• **To do**
Return only the tail of the data below, word for word: the line with "of the kitchen" and each line after it through the final one.

• **The data**
'''
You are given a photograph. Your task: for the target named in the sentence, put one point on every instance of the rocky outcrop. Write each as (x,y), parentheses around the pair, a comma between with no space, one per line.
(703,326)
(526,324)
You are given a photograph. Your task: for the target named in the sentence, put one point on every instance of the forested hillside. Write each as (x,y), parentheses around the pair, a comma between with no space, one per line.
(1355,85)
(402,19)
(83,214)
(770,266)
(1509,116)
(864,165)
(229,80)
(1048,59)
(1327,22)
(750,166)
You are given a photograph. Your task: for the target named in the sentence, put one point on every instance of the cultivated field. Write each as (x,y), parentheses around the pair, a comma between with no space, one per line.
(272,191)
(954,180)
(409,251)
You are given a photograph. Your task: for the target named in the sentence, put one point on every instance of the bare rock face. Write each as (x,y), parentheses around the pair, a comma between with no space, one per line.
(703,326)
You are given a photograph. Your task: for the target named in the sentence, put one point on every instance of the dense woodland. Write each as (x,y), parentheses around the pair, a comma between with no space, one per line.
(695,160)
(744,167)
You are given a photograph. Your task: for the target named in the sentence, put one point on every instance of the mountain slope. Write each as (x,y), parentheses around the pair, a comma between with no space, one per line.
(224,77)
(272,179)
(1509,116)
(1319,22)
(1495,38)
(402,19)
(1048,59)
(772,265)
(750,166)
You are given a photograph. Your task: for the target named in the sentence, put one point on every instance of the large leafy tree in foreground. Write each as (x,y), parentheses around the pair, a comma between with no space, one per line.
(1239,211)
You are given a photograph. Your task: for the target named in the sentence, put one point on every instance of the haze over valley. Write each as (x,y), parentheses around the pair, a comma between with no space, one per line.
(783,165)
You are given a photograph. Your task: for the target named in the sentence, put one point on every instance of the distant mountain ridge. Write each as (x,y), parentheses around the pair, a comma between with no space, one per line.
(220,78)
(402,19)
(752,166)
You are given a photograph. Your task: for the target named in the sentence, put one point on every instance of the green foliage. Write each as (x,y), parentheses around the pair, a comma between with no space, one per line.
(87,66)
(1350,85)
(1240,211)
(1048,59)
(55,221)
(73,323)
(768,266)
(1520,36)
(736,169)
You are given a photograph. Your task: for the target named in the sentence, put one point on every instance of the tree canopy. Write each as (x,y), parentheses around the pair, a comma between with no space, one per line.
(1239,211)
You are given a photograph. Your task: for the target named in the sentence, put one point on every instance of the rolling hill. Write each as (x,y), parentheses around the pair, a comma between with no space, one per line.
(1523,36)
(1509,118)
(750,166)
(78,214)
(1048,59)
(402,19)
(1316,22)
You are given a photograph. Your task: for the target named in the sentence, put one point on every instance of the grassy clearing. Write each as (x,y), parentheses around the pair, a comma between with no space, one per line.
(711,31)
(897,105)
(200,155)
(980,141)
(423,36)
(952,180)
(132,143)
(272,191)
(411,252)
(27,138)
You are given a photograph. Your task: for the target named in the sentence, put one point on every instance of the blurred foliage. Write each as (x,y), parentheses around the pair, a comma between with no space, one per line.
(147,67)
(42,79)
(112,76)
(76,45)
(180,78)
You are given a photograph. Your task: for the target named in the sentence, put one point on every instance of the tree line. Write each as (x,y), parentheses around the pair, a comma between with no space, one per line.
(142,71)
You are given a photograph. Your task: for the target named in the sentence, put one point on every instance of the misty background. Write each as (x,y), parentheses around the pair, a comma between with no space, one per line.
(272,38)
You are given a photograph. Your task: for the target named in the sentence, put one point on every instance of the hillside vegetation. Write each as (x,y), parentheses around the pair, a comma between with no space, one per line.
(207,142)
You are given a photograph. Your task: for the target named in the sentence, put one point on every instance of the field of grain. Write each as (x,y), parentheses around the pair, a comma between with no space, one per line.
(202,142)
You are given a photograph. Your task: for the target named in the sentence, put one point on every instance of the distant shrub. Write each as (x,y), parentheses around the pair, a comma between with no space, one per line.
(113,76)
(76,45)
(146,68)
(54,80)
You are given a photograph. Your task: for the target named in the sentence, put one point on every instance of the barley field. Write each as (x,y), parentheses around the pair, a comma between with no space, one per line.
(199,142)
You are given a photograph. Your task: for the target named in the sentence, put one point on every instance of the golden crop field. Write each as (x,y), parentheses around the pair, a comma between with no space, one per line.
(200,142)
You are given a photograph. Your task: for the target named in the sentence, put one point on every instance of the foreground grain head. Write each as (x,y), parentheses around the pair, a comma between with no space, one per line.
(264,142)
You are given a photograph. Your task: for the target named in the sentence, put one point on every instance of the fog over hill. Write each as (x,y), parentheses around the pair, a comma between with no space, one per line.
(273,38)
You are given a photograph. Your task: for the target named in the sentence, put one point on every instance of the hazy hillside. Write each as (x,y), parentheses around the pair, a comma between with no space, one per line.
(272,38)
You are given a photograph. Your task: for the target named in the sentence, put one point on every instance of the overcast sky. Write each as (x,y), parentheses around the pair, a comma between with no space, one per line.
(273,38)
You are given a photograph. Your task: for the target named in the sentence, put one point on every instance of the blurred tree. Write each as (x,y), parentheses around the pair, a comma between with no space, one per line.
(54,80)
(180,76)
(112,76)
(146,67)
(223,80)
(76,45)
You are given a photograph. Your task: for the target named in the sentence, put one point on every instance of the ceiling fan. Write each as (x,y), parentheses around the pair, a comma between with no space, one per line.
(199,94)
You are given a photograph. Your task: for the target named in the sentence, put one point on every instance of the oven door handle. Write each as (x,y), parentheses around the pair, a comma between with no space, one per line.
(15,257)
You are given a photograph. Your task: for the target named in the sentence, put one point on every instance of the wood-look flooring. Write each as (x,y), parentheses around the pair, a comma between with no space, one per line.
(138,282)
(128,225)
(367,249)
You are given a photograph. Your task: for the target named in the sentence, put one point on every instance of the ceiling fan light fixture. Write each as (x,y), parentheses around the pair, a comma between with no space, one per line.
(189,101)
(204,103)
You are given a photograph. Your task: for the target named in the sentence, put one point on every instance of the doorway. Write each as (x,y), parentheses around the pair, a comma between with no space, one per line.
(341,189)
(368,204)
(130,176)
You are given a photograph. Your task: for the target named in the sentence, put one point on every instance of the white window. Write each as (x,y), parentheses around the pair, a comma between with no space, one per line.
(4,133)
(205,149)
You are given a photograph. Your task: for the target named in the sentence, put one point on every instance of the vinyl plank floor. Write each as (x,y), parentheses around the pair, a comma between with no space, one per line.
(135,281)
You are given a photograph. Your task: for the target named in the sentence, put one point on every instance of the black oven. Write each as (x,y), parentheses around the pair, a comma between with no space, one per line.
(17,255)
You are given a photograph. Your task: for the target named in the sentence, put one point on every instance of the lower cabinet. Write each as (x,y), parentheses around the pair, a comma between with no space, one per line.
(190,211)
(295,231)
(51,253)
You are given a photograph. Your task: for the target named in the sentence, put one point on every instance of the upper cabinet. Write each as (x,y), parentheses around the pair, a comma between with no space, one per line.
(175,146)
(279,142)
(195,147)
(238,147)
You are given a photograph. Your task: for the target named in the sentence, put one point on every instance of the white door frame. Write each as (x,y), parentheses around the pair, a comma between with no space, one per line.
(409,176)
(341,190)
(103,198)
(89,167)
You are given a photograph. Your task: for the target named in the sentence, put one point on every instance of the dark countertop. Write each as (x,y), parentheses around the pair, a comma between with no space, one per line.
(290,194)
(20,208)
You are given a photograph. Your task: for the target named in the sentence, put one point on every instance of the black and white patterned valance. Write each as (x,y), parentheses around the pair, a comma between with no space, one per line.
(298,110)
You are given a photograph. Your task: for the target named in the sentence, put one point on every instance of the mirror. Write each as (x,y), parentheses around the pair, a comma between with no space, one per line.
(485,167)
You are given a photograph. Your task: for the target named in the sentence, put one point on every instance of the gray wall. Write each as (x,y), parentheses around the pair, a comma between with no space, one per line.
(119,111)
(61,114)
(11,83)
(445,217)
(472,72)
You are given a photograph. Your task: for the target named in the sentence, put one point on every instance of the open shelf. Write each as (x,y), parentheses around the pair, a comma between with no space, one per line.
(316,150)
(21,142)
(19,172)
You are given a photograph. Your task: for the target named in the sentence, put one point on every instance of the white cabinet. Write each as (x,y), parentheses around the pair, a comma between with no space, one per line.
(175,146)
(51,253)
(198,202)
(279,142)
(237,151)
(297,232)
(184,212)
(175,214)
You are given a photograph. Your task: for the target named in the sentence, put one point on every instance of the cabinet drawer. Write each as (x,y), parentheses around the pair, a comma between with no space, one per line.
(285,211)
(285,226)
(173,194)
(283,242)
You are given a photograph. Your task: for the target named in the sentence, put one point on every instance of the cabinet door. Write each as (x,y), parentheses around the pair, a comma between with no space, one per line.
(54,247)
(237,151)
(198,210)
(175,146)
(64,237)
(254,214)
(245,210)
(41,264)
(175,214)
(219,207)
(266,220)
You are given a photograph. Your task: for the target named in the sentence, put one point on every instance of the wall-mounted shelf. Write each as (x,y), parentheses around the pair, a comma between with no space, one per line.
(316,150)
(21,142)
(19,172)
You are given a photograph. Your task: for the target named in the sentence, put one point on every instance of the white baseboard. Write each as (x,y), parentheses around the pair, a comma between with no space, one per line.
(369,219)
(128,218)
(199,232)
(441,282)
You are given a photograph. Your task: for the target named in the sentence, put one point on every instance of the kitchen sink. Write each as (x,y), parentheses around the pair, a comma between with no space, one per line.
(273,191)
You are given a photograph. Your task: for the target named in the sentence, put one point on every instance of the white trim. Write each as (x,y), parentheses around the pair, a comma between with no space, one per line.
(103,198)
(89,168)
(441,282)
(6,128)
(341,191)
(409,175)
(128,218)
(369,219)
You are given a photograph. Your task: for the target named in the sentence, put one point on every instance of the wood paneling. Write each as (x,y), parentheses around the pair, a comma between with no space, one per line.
'''
• **Your solution**
You are given a photograph. Your task: for the target named in the sentence, put one point on every instance of the kitchen sink. Write each as (x,y), parentheses around the pair, a comma between with no space, one per line.
(273,191)
You are given a photograph. Your task: for the target named in the sentence, put one point on every instance of the white trim. Write each as (x,y), parentheses around the pair, a comma between with no space, one per line.
(103,198)
(89,168)
(441,282)
(6,128)
(341,191)
(409,175)
(128,218)
(369,219)
You are given a photograph. Your task: for the target named in the sentence, put one point on every instance of the wood paneling. Write each as (x,y), parentheses around the pair, a comma between with no space, one per line.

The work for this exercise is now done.